Stated exercise: Rewrite each of the records below with "floral centerpiece" replaced by "flower arrangement", keeping everything else unchanged.

Records provided:
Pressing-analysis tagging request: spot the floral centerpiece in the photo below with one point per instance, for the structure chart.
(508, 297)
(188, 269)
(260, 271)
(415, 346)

Task response:
Pressing-analysis tagging request: spot the flower arrangement in the photo below with one point per instance, for the structure chart.
(508, 297)
(188, 269)
(260, 271)
(415, 346)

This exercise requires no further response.